REQUIREMENT 1:
In the introduction post by Haylie Page, reproduce the text word for word from "Money and Mental Health has" up to and including "it’s vital work.".
REQUIREMENT 2:
According to the introduction post by Haylie Page, what was the topic of her Masters dissertation at University College London?

SUPPLIED PASSAGE:
Haylie Page, External Affairs Intern, Money and Mental Health
Introducing: Haylie Page
24 August 2020
I will be taking on the role of the External Affairs Intern here at Money and Mental Health for the next six months, working across all areas of the institute’s external affairs. This includes campaigning, communications and digital events.
It is certainly a unique experience joining a new organisation during such an unprecedented time. A lot of the regular introductory experiences — like office tours or getting to know colleagues over a cup of coffee — have been stopped or gone virtual.
But, despite these challenges, this role is an opportunity to contribute to the vital and meaningful work of the Money and Mental Health Policy Institute — which is becoming increasingly more important as the country faces the economic fallout of the pandemic.
I have a background exploring the shared relationship between financial difficulty and mental health problems.
During my time as a Masters student at University College London, I focused the topic of my dissertation on Welfare Reform — particularly Universal Credit — exploring the complex relationship between welfare policy changes and the mental wellbeing of claimants. Through this experience, I gained a real understanding of the vicious cycle between financial difficulty and mental health problems that so many people face across the country.
Before this, my passion for policy change around human rights and the protection of vulnerable groups — particularly those in poverty — was built on through work experience. In my time working as an Intern for the CORE Coalition, I worked to promote policy change tackling corporate practices that harm vulnerable people around the world and the environment.
I have also gained first-hand experience of working with people facing financial difficulty — including debt issues and welfare payments — as a Voluntary Telephone Adviser at the Citizens Advice Bureau. This experience firmly established my interest in working to address the additional constraints and obstacles that those with mental health problems are confronted with when experiencing financial difficulty.
Covid-19 and Money and Mental Health’s work
As the coronavirus pandemic increasingly becomes not only an urgent health crisis, but an economic one, I personally believe there has never been a more important time to campaign and conduct research on Money and Mental Health’s vision: to end the vicious cycle between mental health problems and financial insecurity. This is especially true with more people potentially struggling after months of lockdown and uncertainty.
Money and Mental Health has already begun taking the vital steps needed to further explore how the pandemic is affecting those with existing mental health issues — whether this be through income loss or potential harms online to people with mental health problems such as gambling adverts or online retail payments. And I’m excited to contribute to and continue it’s vital work.
What I hope to achieve
While I’ve only been at Money and Mental Health for a few days now, I can already sense the passion for its mission amongst the dedicated team. And in the context of the current global circumstances, I think there has never been a more urgent time than now for that enthusiasm to work towards achieving Money and Mental Health’s vision.
In these six months, I hope to gain a better understanding of how external affairs activities and the work with the Research Community creates real change that will ultimately improve the lives of those with mental health problems and those facing financial uncertainty.
I’m also eager to get stuck into projects and day to day tasks to support the institute. For instance, as events look to be virtual for the near future, I look forward to gaining new skills from organising these and engaging with speakers and audiences digitally. And with politics and policy undergoing an unparalleled period right now, I will undoubtedly have lots to follow and get stuck in on over the coming months.

SUPPLIED ENTRIES:
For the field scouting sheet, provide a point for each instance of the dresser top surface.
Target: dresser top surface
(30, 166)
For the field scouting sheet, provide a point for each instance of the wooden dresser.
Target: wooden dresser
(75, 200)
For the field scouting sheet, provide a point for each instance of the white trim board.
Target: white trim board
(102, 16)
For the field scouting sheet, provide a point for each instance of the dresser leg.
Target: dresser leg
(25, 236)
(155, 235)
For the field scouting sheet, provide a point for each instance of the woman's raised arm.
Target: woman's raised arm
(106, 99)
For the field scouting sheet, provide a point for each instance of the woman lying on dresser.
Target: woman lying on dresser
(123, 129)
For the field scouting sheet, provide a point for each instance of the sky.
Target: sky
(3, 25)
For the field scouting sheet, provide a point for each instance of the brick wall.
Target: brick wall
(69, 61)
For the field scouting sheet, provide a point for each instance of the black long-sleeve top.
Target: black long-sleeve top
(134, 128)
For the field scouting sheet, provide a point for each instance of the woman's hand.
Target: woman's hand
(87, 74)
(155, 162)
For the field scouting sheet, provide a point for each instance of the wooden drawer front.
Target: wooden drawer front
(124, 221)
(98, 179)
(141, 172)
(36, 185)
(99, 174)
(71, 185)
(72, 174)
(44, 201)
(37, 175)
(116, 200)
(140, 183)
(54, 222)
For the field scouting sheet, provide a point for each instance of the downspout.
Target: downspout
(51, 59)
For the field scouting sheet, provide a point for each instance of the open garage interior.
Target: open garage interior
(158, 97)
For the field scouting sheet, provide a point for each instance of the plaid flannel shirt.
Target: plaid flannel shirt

EXERCISE SOLUTION 1:
Money and Mental Health has already begun taking the vital steps needed to further explore how the pandemic is affecting those with existing mental health issues — whether this be through income loss or potential harms online to people with mental health problems such as gambling adverts or online retail payments. And I’m excited to contribute to and continue it’s vital work.

EXERCISE SOLUTION 2:
Welfare Reform, particularly Universal Credit, and how welfare policy changes relate to the mental wellbeing of claimants.